*** Selected extract ***

Table 4 Full-size and small-scale turbine parameters

3.2 Wind tunnel facilities

The first group of experiments was performed in the open-loop wind tunnel of the Energy and Environment Laboratory of the University of Brasília. This tunnel has a test section of 1.2 m \(\times\) 1.2 m with a length of 2.0 m. With a contraction ratio of 8:1 and an axial fan of 10 kW, this wind tunnel can reach a controlled airspeed of up to 20 m/s, with a turbulence intensity of less than 0.2%. Figure 4 a illustrates a general overview of the test facility. A Pitot tube is used to measure the free flow velocity, and the air temperature and relative humidity are monitored with calibrated electronic sensors. The experimental uncertainty of the velocity measurements is ± 0.1 m/s.

Fig. 4
figure 4

Wind tunnel facilities: a University of Brasilia open-loop and b ENSAM-Paris closed-loop

The small-scale 1:10 turbine model is placed in the center of the test section as shown in Fig. 3. The experiments to obtain the performance curves are carried out using a torsional torque meter load cell with a small electrical generator as a break. The system maintains the operation of the turbine runner at a constant rotational speed, where an adjusted electronic resistive load through a PWM-PID control system dynamically dissipates the converted electricity power.

*** Material for this exercise ***

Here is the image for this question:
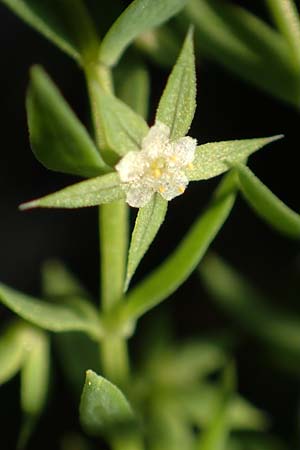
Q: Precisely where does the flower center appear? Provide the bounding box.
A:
[149,157,167,178]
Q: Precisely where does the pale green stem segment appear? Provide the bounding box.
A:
[112,433,144,450]
[266,0,300,70]
[85,63,129,392]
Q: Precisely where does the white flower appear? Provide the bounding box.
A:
[116,122,197,208]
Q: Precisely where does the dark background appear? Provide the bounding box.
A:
[0,1,300,449]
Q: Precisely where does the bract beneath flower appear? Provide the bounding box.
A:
[116,122,197,208]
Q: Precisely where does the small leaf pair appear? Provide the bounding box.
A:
[0,322,50,449]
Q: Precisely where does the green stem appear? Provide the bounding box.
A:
[85,64,129,385]
[266,0,300,71]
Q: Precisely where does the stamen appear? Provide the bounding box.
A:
[152,168,161,178]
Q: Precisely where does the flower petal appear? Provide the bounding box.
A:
[166,136,197,167]
[158,170,189,201]
[125,183,154,208]
[116,151,145,183]
[142,122,170,153]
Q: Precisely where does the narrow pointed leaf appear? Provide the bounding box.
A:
[0,323,26,385]
[0,283,102,337]
[1,0,98,60]
[121,173,236,320]
[116,61,150,119]
[27,66,109,177]
[100,0,186,66]
[20,173,124,210]
[99,200,129,312]
[125,194,168,290]
[156,30,196,139]
[42,260,89,300]
[93,85,148,156]
[80,370,135,435]
[18,330,50,449]
[199,255,300,357]
[42,260,100,398]
[176,382,269,431]
[234,164,300,239]
[186,135,282,181]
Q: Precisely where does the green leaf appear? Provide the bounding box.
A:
[176,382,269,431]
[1,0,98,60]
[125,194,168,291]
[26,66,109,177]
[20,173,124,210]
[42,260,100,398]
[99,201,129,311]
[149,410,195,450]
[0,323,28,385]
[156,30,196,139]
[144,340,226,388]
[18,330,50,449]
[92,83,148,156]
[186,135,282,181]
[80,370,136,435]
[121,173,236,320]
[54,332,100,399]
[182,0,299,106]
[233,164,300,239]
[116,58,150,119]
[100,0,186,66]
[0,283,102,338]
[199,255,300,357]
[136,25,182,68]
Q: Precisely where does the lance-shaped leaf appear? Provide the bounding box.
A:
[26,66,109,177]
[18,330,50,449]
[20,173,124,210]
[156,30,196,139]
[0,323,28,384]
[125,194,168,291]
[92,83,148,156]
[233,164,300,239]
[175,382,269,431]
[186,135,282,181]
[0,283,102,338]
[80,370,136,435]
[100,0,186,66]
[1,0,98,60]
[116,60,150,119]
[199,255,300,357]
[120,173,236,320]
[144,340,226,384]
[42,260,89,300]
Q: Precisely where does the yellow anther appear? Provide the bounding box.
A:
[153,168,161,178]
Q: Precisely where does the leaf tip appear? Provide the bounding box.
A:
[18,200,39,211]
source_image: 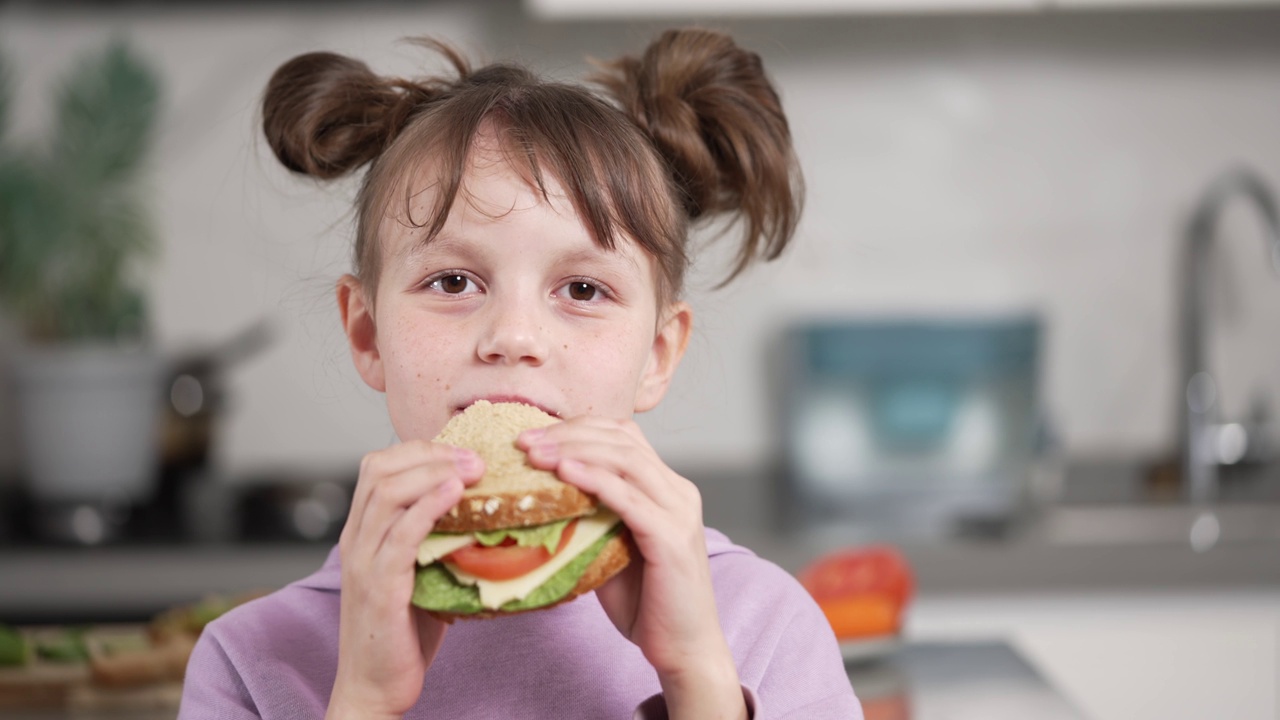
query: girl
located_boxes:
[180,29,861,720]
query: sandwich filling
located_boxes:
[413,507,621,614]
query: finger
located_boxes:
[378,480,463,573]
[339,441,484,542]
[558,459,671,541]
[351,454,484,562]
[529,430,692,512]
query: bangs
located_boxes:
[356,65,689,301]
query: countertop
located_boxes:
[5,642,1082,720]
[0,456,1280,623]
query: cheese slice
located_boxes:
[443,506,621,610]
[417,533,476,565]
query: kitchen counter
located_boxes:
[5,642,1080,720]
[847,642,1082,720]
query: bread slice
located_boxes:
[428,530,631,623]
[433,400,595,533]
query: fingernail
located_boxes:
[529,442,559,462]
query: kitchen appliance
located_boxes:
[781,315,1046,538]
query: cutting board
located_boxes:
[0,625,186,717]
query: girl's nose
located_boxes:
[476,297,548,366]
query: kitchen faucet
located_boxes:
[1179,168,1280,505]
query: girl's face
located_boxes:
[338,136,691,439]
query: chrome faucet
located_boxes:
[1179,168,1280,503]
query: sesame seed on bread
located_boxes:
[433,400,596,533]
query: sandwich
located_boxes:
[412,400,631,623]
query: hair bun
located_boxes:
[594,28,801,277]
[262,53,434,179]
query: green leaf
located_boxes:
[36,628,88,662]
[472,520,570,552]
[0,41,160,341]
[0,625,31,667]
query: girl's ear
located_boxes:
[338,275,387,392]
[635,302,694,413]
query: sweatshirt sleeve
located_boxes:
[712,543,863,720]
[178,622,259,720]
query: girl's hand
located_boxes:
[517,418,746,717]
[326,441,484,717]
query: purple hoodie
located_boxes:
[178,530,863,720]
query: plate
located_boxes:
[840,635,902,662]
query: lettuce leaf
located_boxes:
[471,520,570,552]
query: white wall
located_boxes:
[0,3,1280,471]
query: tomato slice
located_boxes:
[443,520,577,580]
[799,544,915,606]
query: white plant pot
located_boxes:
[13,346,165,505]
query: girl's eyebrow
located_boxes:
[557,243,640,273]
[404,232,467,260]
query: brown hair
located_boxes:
[262,29,801,300]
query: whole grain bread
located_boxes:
[433,400,596,533]
[426,529,631,623]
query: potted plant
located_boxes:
[0,41,164,532]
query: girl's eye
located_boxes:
[568,281,599,302]
[426,273,472,295]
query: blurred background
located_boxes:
[0,0,1280,719]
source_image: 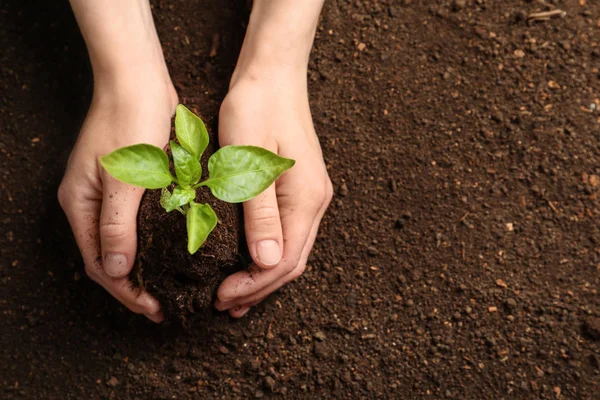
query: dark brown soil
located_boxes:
[136,138,248,326]
[0,0,600,399]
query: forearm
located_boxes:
[232,0,324,84]
[70,0,168,93]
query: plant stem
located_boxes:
[192,179,210,189]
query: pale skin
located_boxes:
[58,0,333,322]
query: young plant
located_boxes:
[100,104,295,254]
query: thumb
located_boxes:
[244,184,283,268]
[99,174,144,278]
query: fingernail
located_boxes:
[144,311,165,324]
[102,253,127,278]
[215,300,234,311]
[256,239,281,266]
[231,306,250,318]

***

◆ **Goals**
• A. In the wind tunnel text, list every numerical value given in the paragraph about the University of Brasília tunnel, each with what it describes.
• B. Copy the lines of the records starting with the line with "query: plate" and going on through the line with "[99,174,144,278]". Leave out any pictures.

◆ **Results**
• A.
- 1.2 m × 1.2 m: the size of the test section
- 2.0 m: the length of the test section
- 8:1: the contraction ratio
- 10 kW: the axial fan
- up to 20 m/s: the controlled airspeed the tunnel can reach
- less than 0.2%: the turbulence intensity
- ± 0.1 m/s: the experimental uncertainty of the velocity measurements

• B.
query: plate
located_boxes:
[840,635,902,662]
query: lettuce leaf
located_boxes:
[471,520,570,552]
query: white wall
located_boxes:
[0,3,1280,471]
query: tomato slice
located_boxes:
[443,520,577,580]
[799,544,915,606]
query: white plant pot
located_boxes:
[13,346,165,505]
query: girl's eyebrow
located_boxes:
[557,243,640,273]
[404,232,467,260]
query: brown hair
located_boxes:
[262,29,801,300]
query: whole grain bread
located_boxes:
[433,400,596,533]
[426,529,631,623]
query: potted plant
located_boxes:
[0,41,164,532]
query: girl's eye
located_boxes:
[568,281,599,302]
[426,273,472,295]
query: blurred background
located_boxes:
[0,0,1280,719]
source_image: 
query: dark brown soil
located_boxes:
[136,138,248,326]
[0,0,600,399]
query: forearm
located_boxes:
[232,0,324,84]
[70,0,168,93]
query: plant stem
located_boxes:
[192,179,210,189]
query: pale skin
located_boxes:
[58,0,333,322]
query: young plant
located_boxes:
[100,104,295,254]
query: thumb
located_boxes:
[244,184,283,268]
[99,174,144,278]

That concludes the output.